# EXERCISE PROMPT:
Please show all lines of the records that include "with".

[Text-to-region grounding data]

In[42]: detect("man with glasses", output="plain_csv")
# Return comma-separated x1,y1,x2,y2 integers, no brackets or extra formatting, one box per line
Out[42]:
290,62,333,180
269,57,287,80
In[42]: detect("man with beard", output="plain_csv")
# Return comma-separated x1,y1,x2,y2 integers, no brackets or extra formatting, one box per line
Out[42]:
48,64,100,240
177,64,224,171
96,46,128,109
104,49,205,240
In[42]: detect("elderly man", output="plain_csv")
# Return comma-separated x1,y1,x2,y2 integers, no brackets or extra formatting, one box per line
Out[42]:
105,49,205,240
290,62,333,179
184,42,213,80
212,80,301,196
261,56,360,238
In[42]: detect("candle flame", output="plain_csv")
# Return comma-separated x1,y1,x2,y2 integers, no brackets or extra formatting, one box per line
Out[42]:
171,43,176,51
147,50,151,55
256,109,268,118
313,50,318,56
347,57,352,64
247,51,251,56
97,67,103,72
==
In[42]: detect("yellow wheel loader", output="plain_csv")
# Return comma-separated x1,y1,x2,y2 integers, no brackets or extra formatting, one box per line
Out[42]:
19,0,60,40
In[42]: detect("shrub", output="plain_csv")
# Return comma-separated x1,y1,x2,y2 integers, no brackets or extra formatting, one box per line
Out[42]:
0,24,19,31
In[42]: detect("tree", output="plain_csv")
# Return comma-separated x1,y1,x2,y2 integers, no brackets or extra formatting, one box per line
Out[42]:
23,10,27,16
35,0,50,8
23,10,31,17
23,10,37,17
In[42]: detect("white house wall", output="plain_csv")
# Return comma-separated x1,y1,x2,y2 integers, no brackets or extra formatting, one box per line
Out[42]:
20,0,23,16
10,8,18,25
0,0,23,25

# RESPONSE TO THIS EXERCISE:
In[42]: detect("man with glasses", output="plain_csv")
In[42]: detect("man with beard", output="plain_csv")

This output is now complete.